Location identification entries
****************************************

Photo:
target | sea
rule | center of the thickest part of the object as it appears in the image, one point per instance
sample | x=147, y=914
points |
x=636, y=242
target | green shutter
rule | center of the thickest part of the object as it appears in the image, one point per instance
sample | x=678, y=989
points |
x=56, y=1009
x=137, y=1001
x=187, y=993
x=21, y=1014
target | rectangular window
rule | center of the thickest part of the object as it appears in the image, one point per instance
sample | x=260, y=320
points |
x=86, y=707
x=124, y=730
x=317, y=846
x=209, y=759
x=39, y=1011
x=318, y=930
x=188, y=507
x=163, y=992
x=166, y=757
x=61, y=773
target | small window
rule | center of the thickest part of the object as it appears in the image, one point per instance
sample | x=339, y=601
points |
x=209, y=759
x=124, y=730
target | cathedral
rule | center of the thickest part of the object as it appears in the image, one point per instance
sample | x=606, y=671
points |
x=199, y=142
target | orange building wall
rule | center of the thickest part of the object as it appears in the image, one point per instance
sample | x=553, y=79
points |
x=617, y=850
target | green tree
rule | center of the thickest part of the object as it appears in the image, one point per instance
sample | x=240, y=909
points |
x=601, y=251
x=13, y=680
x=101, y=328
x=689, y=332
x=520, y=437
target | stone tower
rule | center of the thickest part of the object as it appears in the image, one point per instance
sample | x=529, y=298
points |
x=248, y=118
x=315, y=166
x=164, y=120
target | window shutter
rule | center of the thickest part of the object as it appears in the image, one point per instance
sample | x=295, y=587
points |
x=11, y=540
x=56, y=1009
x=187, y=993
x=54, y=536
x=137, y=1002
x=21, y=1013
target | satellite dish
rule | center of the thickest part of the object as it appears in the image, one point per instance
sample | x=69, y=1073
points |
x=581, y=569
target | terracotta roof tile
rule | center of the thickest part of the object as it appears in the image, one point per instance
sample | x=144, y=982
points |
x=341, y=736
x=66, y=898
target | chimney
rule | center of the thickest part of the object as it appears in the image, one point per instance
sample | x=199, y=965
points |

****************************************

» Problem description: Retype the material above line for line, with no changes.

» Task answer:
Photo:
target | sea
rule | center of the thickest part of the object as it appears in the image, one point per instance
sample | x=147, y=914
points |
x=636, y=242
target | green shutter
rule | center of the thickest part of the object as it appears in the image, one point per instance
sample | x=678, y=989
points |
x=56, y=1009
x=137, y=1001
x=187, y=993
x=21, y=1014
target | rectangular window
rule | center of the thickest part of the object as it appears in the image, one point per instance
sample | x=260, y=320
points |
x=86, y=707
x=124, y=730
x=317, y=846
x=209, y=759
x=39, y=1011
x=318, y=930
x=188, y=507
x=163, y=992
x=166, y=757
x=61, y=773
target | small window
rule | center of the thickest part of the object as it appears in the image, one point per instance
sample | x=339, y=601
points |
x=209, y=759
x=124, y=730
target | cathedral
rule | center of the thickest part of the object as it appears in the image, one point per instance
sample | x=606, y=671
points |
x=199, y=142
target | orange building wall
rule | center of the thickest part of the object as it appears in the image, one point per instance
sample | x=553, y=79
points |
x=617, y=850
target | green tree
rule | center of the thickest part of the object as it appears in the image, one point per instance
sample | x=240, y=909
points |
x=601, y=251
x=13, y=680
x=101, y=328
x=689, y=332
x=520, y=437
target | stone tower
rule | center of the thickest part of the object as it appears in the image, one point per instance
sample | x=529, y=298
points |
x=248, y=118
x=315, y=166
x=164, y=120
target | window shutter
rule | center of the thickest part of the object as it appears in the image, one point per instance
sample | x=295, y=587
points |
x=11, y=540
x=56, y=1009
x=187, y=993
x=54, y=536
x=137, y=1002
x=21, y=1013
target | satellite dish
rule | center of the thickest part of the object as it appears in the image, one point per instance
sample | x=69, y=1073
points |
x=581, y=569
target | terracotta roof tile
rule | center of the thickest part of the object as it appears in the image, one point per instance
sample | x=144, y=982
points |
x=341, y=736
x=66, y=898
target | chimney
rule | center of the thickest part of the object as it appears in the image, one point per instance
sample | x=199, y=965
points |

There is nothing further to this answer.